*Written problem*: Gather every line of the data below that contains the string "sign", and copy each one in full.

══════

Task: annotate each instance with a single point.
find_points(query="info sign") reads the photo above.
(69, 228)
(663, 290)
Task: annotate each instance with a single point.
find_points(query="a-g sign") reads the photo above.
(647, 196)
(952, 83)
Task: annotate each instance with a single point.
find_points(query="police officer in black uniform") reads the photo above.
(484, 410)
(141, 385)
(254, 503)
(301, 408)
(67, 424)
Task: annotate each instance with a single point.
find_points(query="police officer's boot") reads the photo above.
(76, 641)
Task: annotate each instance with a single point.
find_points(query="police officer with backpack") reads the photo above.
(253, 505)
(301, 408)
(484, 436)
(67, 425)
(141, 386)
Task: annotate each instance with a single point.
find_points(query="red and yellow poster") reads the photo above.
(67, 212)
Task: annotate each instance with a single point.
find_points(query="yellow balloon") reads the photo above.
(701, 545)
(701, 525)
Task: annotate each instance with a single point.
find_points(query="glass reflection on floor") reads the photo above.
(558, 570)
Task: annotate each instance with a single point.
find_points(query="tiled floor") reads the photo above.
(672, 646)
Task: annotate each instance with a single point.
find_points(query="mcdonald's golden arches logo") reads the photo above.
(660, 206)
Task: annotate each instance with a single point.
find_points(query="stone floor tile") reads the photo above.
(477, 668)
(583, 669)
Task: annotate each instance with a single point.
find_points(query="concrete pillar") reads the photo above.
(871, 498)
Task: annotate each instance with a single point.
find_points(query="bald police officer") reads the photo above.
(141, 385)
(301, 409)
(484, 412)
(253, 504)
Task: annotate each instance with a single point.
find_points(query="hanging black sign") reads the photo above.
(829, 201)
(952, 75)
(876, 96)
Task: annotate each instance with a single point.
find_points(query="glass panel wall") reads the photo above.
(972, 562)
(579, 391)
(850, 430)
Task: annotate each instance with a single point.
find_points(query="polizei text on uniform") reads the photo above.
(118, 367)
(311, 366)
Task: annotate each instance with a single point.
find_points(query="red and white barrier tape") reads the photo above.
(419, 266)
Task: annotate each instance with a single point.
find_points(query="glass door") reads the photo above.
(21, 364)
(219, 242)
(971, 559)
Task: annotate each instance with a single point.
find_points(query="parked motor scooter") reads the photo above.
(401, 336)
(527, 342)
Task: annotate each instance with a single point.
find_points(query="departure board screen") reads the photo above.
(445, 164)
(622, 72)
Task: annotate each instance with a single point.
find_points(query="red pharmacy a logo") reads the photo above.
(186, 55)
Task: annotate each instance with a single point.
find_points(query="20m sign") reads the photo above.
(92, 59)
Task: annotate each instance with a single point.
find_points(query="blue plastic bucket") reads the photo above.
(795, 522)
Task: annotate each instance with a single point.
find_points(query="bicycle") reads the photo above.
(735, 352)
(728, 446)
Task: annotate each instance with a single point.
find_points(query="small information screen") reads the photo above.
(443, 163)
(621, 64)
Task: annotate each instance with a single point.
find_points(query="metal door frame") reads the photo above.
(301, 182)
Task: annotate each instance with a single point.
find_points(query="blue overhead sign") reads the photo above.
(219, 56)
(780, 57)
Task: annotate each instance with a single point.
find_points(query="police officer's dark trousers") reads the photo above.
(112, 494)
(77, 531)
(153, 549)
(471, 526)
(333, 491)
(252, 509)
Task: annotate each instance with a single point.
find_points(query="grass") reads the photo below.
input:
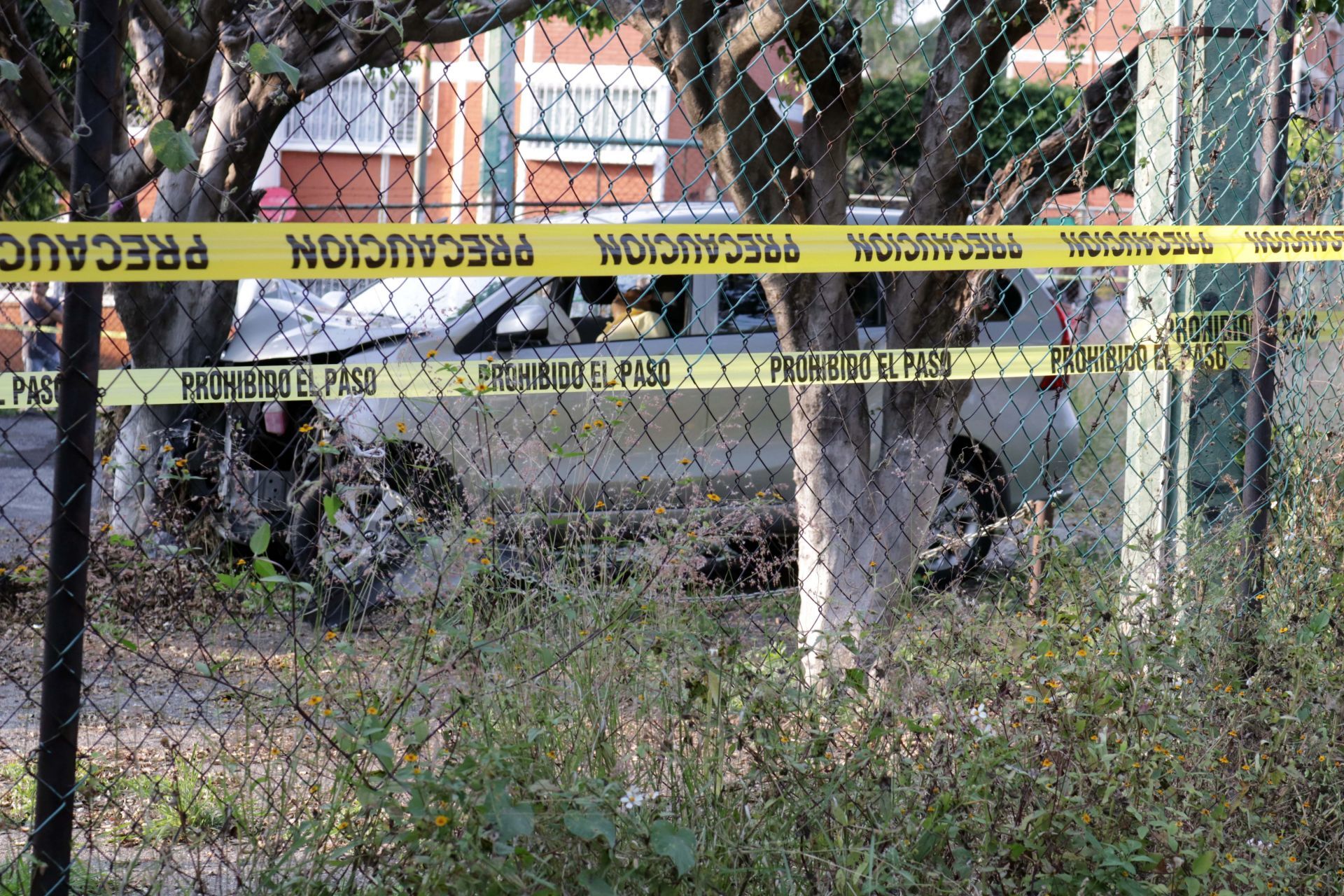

══════

*Expected output*:
find_points(query="info sign") reads the photo above.
find_points(query="a-g sign") reads the photo above.
find_points(query="hanging black sign") reads the photo above.
find_points(query="20m sign") reads the photo above.
find_points(query="blue overhead sign") reads the photo above.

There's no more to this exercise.